Copy out the lines from the one containing "I would be grateful if you could mark the chalkboard" through the end of the items, inclusive, keeping the requests intact. In the answers, add -84 to every point coordinate.

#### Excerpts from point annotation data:
····················

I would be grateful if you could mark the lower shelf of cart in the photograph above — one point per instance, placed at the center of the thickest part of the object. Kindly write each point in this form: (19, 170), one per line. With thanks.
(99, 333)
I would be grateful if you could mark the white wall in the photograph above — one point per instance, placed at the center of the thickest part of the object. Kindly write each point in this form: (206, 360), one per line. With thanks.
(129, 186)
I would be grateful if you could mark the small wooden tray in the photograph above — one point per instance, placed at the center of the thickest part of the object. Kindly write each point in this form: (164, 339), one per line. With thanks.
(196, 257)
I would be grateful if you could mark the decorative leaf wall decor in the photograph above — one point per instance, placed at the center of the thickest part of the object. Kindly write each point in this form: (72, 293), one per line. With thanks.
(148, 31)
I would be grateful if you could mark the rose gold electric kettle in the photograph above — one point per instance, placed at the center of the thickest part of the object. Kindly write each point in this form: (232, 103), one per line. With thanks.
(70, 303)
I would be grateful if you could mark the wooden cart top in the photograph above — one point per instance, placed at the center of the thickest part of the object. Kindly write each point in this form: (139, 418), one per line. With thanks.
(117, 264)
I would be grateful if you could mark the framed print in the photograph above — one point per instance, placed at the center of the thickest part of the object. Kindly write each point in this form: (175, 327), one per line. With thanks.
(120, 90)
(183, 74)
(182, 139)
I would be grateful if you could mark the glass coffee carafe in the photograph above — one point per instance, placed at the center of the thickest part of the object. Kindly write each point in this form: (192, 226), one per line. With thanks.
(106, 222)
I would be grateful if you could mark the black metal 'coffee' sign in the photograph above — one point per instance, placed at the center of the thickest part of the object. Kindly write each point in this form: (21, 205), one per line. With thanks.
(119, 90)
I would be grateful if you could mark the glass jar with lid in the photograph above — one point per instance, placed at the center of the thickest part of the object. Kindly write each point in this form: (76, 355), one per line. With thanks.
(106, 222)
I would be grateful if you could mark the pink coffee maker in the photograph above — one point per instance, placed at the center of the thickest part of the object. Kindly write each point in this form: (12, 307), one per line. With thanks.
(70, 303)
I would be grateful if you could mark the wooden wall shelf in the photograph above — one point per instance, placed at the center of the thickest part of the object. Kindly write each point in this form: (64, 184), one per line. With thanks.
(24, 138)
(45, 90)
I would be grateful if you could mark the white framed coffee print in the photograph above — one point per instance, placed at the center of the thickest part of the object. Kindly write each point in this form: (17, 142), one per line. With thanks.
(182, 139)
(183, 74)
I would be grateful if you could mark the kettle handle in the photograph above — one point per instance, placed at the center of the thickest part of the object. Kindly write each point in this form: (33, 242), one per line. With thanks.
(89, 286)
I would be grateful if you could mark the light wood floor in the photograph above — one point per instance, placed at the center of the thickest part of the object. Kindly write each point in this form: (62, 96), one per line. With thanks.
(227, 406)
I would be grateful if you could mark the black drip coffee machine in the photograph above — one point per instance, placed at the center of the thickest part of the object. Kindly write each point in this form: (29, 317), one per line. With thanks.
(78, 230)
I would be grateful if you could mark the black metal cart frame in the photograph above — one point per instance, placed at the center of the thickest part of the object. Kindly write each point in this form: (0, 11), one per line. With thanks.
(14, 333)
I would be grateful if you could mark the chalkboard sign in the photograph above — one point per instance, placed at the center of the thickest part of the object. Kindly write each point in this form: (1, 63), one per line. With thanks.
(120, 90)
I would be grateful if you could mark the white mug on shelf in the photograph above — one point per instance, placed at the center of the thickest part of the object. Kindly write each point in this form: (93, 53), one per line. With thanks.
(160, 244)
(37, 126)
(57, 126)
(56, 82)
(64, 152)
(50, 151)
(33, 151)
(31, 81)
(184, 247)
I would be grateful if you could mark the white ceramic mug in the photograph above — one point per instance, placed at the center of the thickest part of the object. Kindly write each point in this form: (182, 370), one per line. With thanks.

····················

#### Response to this exercise:
I would be grateful if you could mark the chalkboard sign in the photograph above — one point per instance, placed at the center of the thickest part of the object. Kindly write each point in this form: (1, 63), one per line. With thanks.
(36, 6)
I would be grateful if you could mark the white mug on shelf in the photograph above — one point per instance, placed at the center of the thickest part of the object. Kindly write each point in this form: (93, 53), one per line. With thanks.
(76, 160)
(-47, 42)
(-27, 42)
(-28, -2)
(-20, 68)
(-34, 67)
(-51, 67)
(-53, -3)
(100, 163)
I would be grateful if you could mark the white ceramic mug in the photograph above — one point per instance, placed at the center of the thickest part of the object. Kindly write each point in this form: (182, 370), one per line. With thanks.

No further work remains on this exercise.